[What is needed]: Reproduce the records. Keep every word exact and include no images.

[Exercise data]:
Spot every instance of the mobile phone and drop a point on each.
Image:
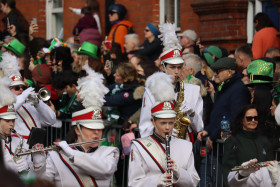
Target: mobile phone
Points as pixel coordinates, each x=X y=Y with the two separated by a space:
x=34 y=21
x=8 y=22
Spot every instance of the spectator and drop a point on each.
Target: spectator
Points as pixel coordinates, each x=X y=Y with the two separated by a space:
x=225 y=103
x=143 y=66
x=246 y=141
x=86 y=28
x=131 y=43
x=120 y=27
x=125 y=99
x=16 y=21
x=152 y=47
x=61 y=59
x=187 y=38
x=243 y=56
x=88 y=55
x=265 y=37
x=272 y=52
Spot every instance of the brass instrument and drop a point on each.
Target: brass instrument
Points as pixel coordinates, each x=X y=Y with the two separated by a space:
x=167 y=151
x=43 y=94
x=57 y=148
x=19 y=147
x=181 y=122
x=256 y=165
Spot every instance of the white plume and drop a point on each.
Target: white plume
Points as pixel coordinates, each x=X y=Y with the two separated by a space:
x=92 y=89
x=168 y=36
x=9 y=65
x=160 y=85
x=6 y=96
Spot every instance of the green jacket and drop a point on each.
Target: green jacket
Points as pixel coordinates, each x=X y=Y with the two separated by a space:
x=243 y=147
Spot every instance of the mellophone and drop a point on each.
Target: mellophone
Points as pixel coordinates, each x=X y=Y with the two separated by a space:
x=55 y=147
x=256 y=165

[Your solution]:
Spot every instance of the mobile phone and drop a point on each.
Image:
Target: mobile phone
Points as pixel coordinates, each x=X y=Y with the two separated by a space:
x=34 y=21
x=8 y=22
Spot every instance of the spectator and drop a point on each.
Target: spectator
Points as pixel coordinates, each x=X y=Y with the two separated by a space:
x=225 y=103
x=143 y=66
x=246 y=141
x=86 y=28
x=131 y=43
x=120 y=27
x=125 y=99
x=16 y=21
x=152 y=47
x=61 y=59
x=187 y=38
x=243 y=56
x=88 y=55
x=265 y=37
x=272 y=52
Spot every instance of the brass instrument and drop a point on each.
Target: brass instrument
Points as pixel coordinates, each x=X y=Y with the two separated by a space:
x=167 y=151
x=43 y=94
x=57 y=148
x=19 y=147
x=181 y=122
x=256 y=165
Spot every instance of the white plume and drop a point on each.
Target: white plume
Points as pixel coordinates, each x=X y=Y with the two separated by a space:
x=92 y=89
x=168 y=36
x=9 y=65
x=160 y=85
x=6 y=96
Spot every instance of the green jacket and drop a point on each.
Target: green jacket
Points as pixel coordinates, each x=X y=Y with the two separated by a space:
x=243 y=147
Spot every instance of the mellophone and drop a point on each.
Target: mellophone
Points as pixel coordinates, each x=X y=Y with the two separated by a space:
x=55 y=147
x=256 y=165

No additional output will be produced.